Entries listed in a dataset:
_____

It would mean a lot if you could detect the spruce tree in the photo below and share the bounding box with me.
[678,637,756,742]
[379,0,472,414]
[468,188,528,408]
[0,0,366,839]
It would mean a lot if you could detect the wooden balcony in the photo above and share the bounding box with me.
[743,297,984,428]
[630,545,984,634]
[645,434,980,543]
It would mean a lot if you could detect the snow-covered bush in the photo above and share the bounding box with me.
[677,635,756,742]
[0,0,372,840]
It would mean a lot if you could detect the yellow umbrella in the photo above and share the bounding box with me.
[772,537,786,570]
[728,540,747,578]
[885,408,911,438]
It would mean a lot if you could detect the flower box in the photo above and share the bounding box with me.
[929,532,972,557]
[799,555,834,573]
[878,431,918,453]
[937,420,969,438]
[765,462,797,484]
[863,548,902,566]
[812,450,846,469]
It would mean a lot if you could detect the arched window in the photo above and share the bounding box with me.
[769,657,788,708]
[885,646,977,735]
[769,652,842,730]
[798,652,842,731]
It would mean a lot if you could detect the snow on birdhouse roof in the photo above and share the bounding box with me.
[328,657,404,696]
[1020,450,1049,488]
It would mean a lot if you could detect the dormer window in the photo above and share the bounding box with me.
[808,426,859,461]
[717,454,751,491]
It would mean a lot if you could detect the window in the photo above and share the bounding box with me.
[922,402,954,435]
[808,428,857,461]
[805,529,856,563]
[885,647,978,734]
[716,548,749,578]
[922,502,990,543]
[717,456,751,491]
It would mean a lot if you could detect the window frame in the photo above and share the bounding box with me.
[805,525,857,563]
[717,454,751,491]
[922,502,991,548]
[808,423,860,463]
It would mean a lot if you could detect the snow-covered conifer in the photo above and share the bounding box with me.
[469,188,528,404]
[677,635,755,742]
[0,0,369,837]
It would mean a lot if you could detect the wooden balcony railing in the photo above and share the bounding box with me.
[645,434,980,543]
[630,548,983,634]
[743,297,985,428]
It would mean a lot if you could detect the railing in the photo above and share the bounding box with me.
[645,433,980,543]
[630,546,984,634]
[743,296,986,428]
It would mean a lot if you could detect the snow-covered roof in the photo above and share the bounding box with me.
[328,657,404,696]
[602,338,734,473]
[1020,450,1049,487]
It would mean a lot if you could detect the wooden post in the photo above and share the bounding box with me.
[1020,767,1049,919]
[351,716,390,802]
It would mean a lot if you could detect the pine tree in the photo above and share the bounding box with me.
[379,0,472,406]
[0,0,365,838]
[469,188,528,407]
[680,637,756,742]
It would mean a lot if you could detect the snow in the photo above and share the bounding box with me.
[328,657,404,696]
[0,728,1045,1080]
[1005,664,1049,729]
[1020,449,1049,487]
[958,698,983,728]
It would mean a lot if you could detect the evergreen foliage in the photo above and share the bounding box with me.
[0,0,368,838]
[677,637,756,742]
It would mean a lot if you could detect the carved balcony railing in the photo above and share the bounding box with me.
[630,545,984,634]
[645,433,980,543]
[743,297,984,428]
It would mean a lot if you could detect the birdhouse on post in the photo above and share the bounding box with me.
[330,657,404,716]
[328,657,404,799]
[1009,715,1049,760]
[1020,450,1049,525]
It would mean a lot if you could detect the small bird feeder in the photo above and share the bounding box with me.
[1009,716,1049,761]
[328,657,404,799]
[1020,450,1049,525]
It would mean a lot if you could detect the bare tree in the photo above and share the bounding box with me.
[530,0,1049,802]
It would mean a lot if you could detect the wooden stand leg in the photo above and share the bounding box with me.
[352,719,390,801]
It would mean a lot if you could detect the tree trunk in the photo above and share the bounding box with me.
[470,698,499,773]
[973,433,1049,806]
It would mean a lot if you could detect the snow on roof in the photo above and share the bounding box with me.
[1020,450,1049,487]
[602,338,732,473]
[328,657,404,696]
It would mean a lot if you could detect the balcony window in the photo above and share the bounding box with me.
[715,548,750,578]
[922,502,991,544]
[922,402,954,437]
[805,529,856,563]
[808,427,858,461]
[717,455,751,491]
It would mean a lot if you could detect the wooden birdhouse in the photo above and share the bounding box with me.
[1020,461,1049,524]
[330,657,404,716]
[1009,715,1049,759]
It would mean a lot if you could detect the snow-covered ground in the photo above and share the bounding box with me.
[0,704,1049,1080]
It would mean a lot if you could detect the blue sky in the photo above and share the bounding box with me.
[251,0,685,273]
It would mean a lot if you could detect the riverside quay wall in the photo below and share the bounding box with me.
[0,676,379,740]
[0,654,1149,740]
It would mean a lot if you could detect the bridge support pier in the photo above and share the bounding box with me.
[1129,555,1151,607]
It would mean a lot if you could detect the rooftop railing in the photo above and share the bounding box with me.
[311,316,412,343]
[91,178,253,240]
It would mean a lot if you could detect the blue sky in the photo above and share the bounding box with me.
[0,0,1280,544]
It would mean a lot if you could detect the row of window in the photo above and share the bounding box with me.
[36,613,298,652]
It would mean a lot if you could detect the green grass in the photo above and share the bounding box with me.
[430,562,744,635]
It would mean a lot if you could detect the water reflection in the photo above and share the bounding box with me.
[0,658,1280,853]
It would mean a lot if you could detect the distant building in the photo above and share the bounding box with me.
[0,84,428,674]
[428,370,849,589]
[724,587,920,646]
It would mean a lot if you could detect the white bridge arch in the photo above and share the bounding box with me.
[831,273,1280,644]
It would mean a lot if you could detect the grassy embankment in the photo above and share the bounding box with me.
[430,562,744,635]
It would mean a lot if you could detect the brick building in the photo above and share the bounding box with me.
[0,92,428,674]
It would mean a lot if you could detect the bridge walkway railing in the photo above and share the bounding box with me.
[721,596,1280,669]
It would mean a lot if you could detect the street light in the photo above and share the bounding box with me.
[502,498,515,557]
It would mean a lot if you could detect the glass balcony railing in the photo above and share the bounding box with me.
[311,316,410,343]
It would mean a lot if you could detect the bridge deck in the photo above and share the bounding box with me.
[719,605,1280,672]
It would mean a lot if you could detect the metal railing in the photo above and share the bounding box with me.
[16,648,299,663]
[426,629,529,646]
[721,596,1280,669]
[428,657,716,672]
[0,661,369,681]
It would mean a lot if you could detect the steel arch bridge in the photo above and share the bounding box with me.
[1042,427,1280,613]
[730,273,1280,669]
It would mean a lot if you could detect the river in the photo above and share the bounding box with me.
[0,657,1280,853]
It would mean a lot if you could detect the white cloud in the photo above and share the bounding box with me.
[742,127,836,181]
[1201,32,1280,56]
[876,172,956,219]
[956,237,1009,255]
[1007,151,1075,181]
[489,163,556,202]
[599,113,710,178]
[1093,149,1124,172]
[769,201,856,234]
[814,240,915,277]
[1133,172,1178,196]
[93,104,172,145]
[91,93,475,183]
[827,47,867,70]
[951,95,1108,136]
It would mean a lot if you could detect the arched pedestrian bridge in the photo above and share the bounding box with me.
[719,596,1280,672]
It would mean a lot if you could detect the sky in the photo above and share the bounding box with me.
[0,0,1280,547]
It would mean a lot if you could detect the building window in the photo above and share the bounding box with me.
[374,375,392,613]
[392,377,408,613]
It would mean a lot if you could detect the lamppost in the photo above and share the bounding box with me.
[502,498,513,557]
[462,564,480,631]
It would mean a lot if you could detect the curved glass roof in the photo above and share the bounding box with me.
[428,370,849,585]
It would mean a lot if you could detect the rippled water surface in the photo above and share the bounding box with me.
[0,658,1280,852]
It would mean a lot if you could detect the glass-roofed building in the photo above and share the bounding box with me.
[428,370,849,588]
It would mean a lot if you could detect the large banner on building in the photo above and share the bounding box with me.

_____

| What you have to do |
Rewrite the stretch of entries from the line containing "the window frame" through the line containing "[0,0,369,837]", both included, keeping each request unchanged. Multiply every bounding box coordinate in the answers by 2.3 and round to the nearest whole number, with halves rounded up.

| Response to this exercise |
It would mean a lot if you could detect the window frame in the photo above and share the bounding box with me.
[1852,1208,1971,1295]
[1649,1044,1727,1129]
[2121,1155,2279,1260]
[1858,973,1978,1065]
It would mean a lot if you could detect the snow-covered conifer in the photo above and share the bounding box with me.
[1079,432,1214,929]
[1557,1461,1737,1707]
[0,0,849,1925]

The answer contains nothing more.